
    I should say that I am a subscriber to TT. TT wins numerous awards and deserves them. Those of us who have been around long enough to remember when Taiwan’s English media consisted of the China Post and China News can appreciate what a tremendous upgrade TT is. The author of this particular story also usually does good work. But yesterday was a bad, bad day for the Taipei Times.

  3. Jenna Cody Says:

    Even I – a foreigner who is strongly pro-eventual-independence – agree that Taiwan and China must have some economic interaction.

    But it is possible to agree with that in theory and support steps to make that happen to Taiwan’s benefit, and *still* feel that the Ma administration’s efforts to create economic links have mostly been bad ideas, if not outright failures. That’s basically how I feel – we need some economic links, but ECFA and Fu-mao are not the ways to accomplish that.

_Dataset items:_

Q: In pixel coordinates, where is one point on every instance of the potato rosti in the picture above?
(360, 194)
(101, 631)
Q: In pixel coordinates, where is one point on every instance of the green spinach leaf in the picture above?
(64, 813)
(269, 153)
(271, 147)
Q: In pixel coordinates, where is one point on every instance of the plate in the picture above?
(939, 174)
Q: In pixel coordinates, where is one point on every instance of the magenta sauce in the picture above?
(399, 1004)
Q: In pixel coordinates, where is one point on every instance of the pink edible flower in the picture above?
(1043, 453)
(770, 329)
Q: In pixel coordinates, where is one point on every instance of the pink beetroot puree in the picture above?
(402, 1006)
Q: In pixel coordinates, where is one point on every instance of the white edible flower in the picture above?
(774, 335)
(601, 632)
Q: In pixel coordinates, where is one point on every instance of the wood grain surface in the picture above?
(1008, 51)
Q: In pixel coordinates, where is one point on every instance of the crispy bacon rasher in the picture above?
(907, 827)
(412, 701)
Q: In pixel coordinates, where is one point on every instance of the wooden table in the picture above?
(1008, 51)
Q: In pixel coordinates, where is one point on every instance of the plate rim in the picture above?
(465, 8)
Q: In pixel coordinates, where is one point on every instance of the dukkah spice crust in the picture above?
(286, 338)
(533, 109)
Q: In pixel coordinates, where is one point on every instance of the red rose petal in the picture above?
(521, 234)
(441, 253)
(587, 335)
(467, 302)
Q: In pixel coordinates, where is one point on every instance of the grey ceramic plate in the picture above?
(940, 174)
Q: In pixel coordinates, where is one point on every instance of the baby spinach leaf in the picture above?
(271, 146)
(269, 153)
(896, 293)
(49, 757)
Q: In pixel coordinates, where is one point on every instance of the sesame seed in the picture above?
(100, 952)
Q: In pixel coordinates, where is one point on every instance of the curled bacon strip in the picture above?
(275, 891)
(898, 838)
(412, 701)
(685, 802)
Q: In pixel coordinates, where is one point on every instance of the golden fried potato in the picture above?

_Task goal:_ Write what comes next in the comment thread on the Taipei Times and Taiwan's economic ties with China, starting after its final sentence. These rows have no connection to the text.

_Expected answer:_
    As for poll results, seems to me that both sets of poll results are interesting. It’s important to respect people’s neutrality if they are truly neutral, or if their pragmatic desire for “peace, now” outweighs what they’d eventually like to see happen for Taiwan. However, it’s also important to see underneath “neutrality” to suss out trends in opinion that might otherwise be buried by pragmatic concerns.

    Another example for this – many Americans’ views on our budget deficit. Americans like me generally are in favor of cutting the deficit, but with the American economy still roiling, generally speaking we’re not in favor of cutting it *right now*, because that spending is needed to bolster the economy (so the theories say anyway, and I tend to agree). That doesn’t mean the fact that we’d support reducing it *eventually* isn’t important – both sets of data are worth analyzing.

    And the same for independence vs. the status quo: it’s interesting to look at both what people want “right now” and underlying trends for what they’d want if the nation came to a crossroads.

  4. frozengarlic Says:

    I didn’t mean to imply that Ma’s economic policies are definitely beneficial. People have different ideas about that. I merely meant that more people are open to his arguments on these concrete policies than on his identity appeals. Some of the people who listen to the economic arguments will be persuaded; some will not.